◆ **YOUR TASK**
Quote every line below exactly and skip any picture.

◆ **AVAILABLE DATA**
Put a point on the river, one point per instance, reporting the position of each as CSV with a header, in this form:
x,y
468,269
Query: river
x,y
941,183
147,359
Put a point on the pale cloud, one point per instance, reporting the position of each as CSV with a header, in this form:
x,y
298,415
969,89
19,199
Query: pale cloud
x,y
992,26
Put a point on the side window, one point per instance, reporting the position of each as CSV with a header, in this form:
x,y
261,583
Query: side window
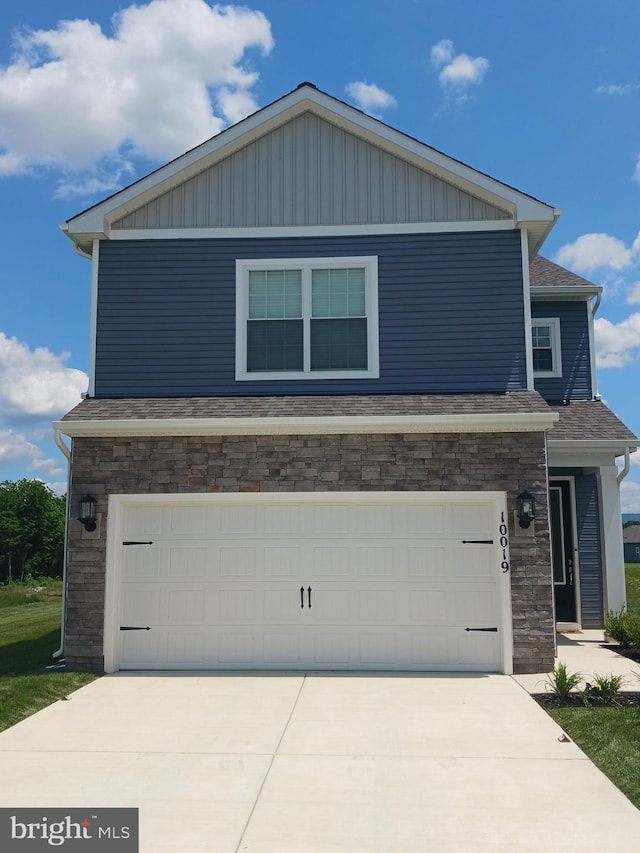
x,y
547,356
311,318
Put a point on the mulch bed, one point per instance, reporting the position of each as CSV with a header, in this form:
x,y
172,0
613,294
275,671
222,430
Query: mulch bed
x,y
625,651
576,700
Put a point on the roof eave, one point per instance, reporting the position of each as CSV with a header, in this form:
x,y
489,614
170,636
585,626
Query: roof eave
x,y
527,211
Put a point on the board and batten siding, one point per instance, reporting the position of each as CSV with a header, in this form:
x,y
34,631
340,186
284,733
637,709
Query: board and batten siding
x,y
575,382
451,315
309,172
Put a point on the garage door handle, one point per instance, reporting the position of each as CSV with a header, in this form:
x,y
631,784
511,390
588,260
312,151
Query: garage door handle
x,y
492,630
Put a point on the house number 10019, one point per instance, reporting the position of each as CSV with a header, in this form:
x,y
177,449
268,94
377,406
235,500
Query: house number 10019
x,y
504,542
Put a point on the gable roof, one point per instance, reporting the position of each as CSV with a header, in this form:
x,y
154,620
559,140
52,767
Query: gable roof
x,y
585,422
519,209
550,280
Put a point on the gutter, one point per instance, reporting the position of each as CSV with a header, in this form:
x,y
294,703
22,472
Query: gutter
x,y
57,435
627,465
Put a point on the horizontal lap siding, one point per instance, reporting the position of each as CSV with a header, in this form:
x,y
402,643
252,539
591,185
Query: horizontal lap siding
x,y
575,382
450,310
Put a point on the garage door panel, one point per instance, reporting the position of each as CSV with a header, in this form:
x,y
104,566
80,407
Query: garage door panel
x,y
430,607
374,561
427,561
281,561
237,561
188,520
140,561
426,520
392,585
473,605
474,562
187,562
471,520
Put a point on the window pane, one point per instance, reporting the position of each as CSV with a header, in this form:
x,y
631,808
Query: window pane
x,y
541,336
542,359
275,294
274,345
338,293
339,344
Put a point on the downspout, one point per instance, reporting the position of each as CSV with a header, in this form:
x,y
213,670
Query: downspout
x,y
592,347
627,465
57,435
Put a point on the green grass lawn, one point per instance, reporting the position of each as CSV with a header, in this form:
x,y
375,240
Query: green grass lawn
x,y
29,634
611,738
633,587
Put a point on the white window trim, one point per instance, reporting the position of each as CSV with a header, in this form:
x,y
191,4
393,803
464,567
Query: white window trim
x,y
556,352
244,266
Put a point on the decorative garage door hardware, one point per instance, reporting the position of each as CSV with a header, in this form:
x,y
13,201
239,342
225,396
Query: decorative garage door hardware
x,y
477,541
490,630
309,591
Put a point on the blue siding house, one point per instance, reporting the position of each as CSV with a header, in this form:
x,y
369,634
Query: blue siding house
x,y
329,371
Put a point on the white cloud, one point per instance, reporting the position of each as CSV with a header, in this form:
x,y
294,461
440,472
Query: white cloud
x,y
76,98
618,89
633,297
630,496
457,72
369,97
617,344
596,251
36,384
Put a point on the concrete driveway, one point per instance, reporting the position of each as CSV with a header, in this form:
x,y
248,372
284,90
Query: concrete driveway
x,y
290,764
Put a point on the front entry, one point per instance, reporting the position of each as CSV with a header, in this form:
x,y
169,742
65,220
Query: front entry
x,y
563,550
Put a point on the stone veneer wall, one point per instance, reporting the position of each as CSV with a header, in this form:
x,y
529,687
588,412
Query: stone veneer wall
x,y
507,462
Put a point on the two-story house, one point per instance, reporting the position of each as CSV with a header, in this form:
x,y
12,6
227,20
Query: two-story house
x,y
328,373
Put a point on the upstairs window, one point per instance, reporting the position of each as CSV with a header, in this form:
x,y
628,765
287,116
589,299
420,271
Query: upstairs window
x,y
307,318
547,358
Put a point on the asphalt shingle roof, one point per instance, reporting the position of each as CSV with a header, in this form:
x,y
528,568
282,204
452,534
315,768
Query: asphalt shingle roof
x,y
307,406
631,533
544,273
589,420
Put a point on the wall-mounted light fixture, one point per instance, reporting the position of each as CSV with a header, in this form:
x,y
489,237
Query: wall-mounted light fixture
x,y
526,509
87,514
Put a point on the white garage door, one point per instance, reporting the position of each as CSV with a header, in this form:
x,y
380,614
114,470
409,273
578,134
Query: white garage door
x,y
332,582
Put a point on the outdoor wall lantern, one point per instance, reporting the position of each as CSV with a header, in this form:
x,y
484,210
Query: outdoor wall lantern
x,y
526,509
88,515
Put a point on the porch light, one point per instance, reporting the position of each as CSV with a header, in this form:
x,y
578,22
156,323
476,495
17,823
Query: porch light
x,y
87,514
526,509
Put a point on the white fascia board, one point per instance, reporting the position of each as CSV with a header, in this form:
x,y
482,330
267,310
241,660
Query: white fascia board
x,y
585,453
312,230
564,294
524,208
524,422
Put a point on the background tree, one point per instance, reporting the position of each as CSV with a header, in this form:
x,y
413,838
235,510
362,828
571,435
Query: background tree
x,y
31,530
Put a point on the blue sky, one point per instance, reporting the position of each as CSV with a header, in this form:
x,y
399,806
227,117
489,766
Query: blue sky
x,y
96,93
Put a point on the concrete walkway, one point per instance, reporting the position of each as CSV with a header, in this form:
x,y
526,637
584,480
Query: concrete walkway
x,y
582,652
319,763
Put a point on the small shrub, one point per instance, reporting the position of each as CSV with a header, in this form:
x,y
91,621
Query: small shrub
x,y
614,626
604,688
561,682
631,624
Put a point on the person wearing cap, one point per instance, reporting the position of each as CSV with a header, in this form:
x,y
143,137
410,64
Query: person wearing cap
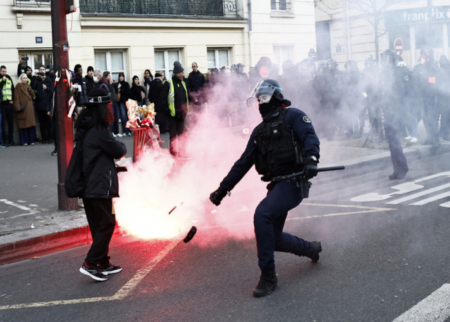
x,y
276,147
102,184
157,87
90,83
178,102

◆ **OUTPUT OF THE EXERCISE**
Put a point on the river, one point per instance, reporting the position of each as CSV with a header, in this form:
x,y
468,269
Query: river
x,y
941,183
147,359
Put a point on the pale cloud, one point per instance, reporting the position of each as CSV with a header, in this form:
x,y
298,415
969,89
19,199
Query: pale cloud
x,y
992,26
Put a point on the side window, one point per instance, reporting the position of each as CSV with a header, in this form:
x,y
261,583
Query: side window
x,y
547,356
311,318
Put a point on the mulch bed, one point per instance, reporting the position of each as CSV with a header, in this form:
x,y
172,0
613,294
275,671
222,430
Query: mulch bed
x,y
625,651
576,700
Put a point on the roof eave, one point per instance, reporting the position of each as CSV with a header, in this form:
x,y
489,614
170,636
585,626
Query: roof eave
x,y
527,211
Put a point on the board and batten siding, one point per instance, reporting the position of each as CSV with a header, in this form:
x,y
34,631
340,186
284,733
637,709
Query: board and batten siding
x,y
575,382
451,315
309,172
Put a point on the garage door handle, one point per instance, reporting the position of each as CSV with a header, in this form:
x,y
631,784
511,390
588,260
312,151
Query: garage door handle
x,y
492,630
Put a point on the house number 10019, one point per instance, reporting the position of each as CSV with a header, in this form:
x,y
177,449
268,94
377,406
235,500
Query: house number 10019
x,y
504,542
Put a point on the gable roof, one point per instance, reporting the position of each as CSV with a header, in this form:
x,y
154,620
559,140
52,767
Query: gable roof
x,y
585,422
519,209
550,280
Put a point on the gutter, one point per instance, reporting the position of each as CSV with a header, in this form:
x,y
294,703
22,472
Query: gutter
x,y
57,435
627,465
Put a point on the horizontal lap siding, one point per instance, reporting the position of each as CSV with a header, in this form:
x,y
402,643
252,539
591,185
Query: horizontal lap siding
x,y
575,382
450,310
Put a point on the garage door panel, one point per instance, reporting the position of each as CSV with a header, in this form:
x,y
104,566
80,407
Query: garage door panel
x,y
430,607
374,561
427,561
281,561
237,561
188,520
140,561
426,520
392,585
473,605
474,562
187,562
471,520
Put a point on the window pane, one point per instance, reporting the position of each as CSV with a header, in this form:
x,y
631,808
Query: window pane
x,y
541,336
542,359
275,294
274,345
338,293
339,344
Put a point on the downspout, one point per instance, reporting the position of each as CSV with a header, in this form:
x,y
213,670
Query: downspout
x,y
592,347
627,465
57,435
Put a point on the green grass lawn, one point per instance, reporting the position of each as CSV with a header, in this form:
x,y
375,240
Query: green grass lawn
x,y
29,634
611,738
633,587
Put a point on the white window trim, one point per instance, reporting the position of each as CSV with a header, in this form:
x,y
191,4
393,803
464,567
Query: white window trim
x,y
556,352
244,266
Put a point on the decorative garage door hardware, one point per instance, reporting the position of each as CSV with a header, in this form:
x,y
13,201
239,342
225,396
Query: decorative garage door hardware
x,y
477,541
490,630
309,591
Put a point on the blue siding house, one point per instance, reporting the position of each as CSV with a header, in this form:
x,y
369,634
Query: blue siding house
x,y
329,371
Put a point on the white cloud, one point per instance, reporting the position of each as CSV with a header, in this form:
x,y
294,461
440,472
Query: white cloud
x,y
76,98
618,89
633,297
630,496
457,72
369,97
617,344
596,251
36,384
Put a point on the concrete driveway, one point per instance, reporting the position of each as CSV with a header, in this form:
x,y
248,372
284,90
Query: concrete driveway
x,y
290,764
Put a point on the front entry, one point per instance, reporting the position of each as CSV with a header, in this form:
x,y
169,742
65,220
Query: front entry
x,y
563,550
Put a point on the stone veneer wall, one point per instance, reporting the position of each as CSV with a header, in this form:
x,y
529,687
588,412
Query: stone veneer wall
x,y
507,462
Put a point on the two-story house, one point per instance, reporting the position of each as CSV with a header, in this form:
x,y
12,6
227,20
Query: two-story house
x,y
328,373
Put a point on the upstairs window, one point per instance, reporting the position of each as CSV with a header, in this form:
x,y
628,765
287,116
589,299
420,271
Query: upstairs window
x,y
307,318
547,358
Put a point on the asphalt shingle roof, one point per instance, reporting the position of each as CSV with a header, in this form:
x,y
528,568
282,204
452,534
315,768
Query: asphalt shingle roof
x,y
307,406
631,533
544,273
589,420
Put a point on the wall-mounted light fixture, one point per instance, reporting the position of each as CSV with a header, in this form:
x,y
489,237
Query: wall-mounted light fixture
x,y
526,509
87,514
Put a point on the white garage door, one point per instance, reporting the position of each as CSV with a header, in this form:
x,y
380,614
114,470
409,273
578,134
Query: white garage door
x,y
332,582
Put a point on the outdoor wall lantern, one point per instance, reporting the position of each as CSV with a header, in this form:
x,y
484,210
Query: outdoor wall lantern
x,y
526,509
88,515
Put a point on the porch light, one point per instance, reporting the position of each as CSV with a header, in this form:
x,y
578,22
156,323
476,495
17,823
Query: porch light
x,y
87,514
526,509
Put a point on the white fascia board, one point per instance, reporting the position of each as CSV with a header, in this form:
x,y
482,330
267,310
241,660
Query: white fascia board
x,y
585,453
312,230
564,294
524,208
524,422
Put a point on the background tree, one point per instance, reporting the position of each as CSV with a header, in this form:
x,y
413,838
235,510
362,828
571,435
Query: background tree
x,y
31,530
Put a point on the blue sky, one point per instance, reporting the position of each as CSV with a header, in this form:
x,y
399,806
227,117
489,766
Query: blue sky
x,y
96,93
Put a point on the concrete walkway, one point per instance, reporting the position of each as CSV with a header, in this form:
x,y
526,637
584,480
Query: concrete walkway
x,y
582,652
319,763
Put a point on the small shrub, one point per instance, reporting the position of each as CSV with a header, in this form:
x,y
91,621
Query: small shrub
x,y
614,626
604,688
561,682
631,624
Put a point on the person wearing cap, one point per instance, reporting the position of each as CSV with a header, in this form:
x,y
143,137
410,64
Query: person wearing cap
x,y
276,147
102,184
157,87
90,83
178,102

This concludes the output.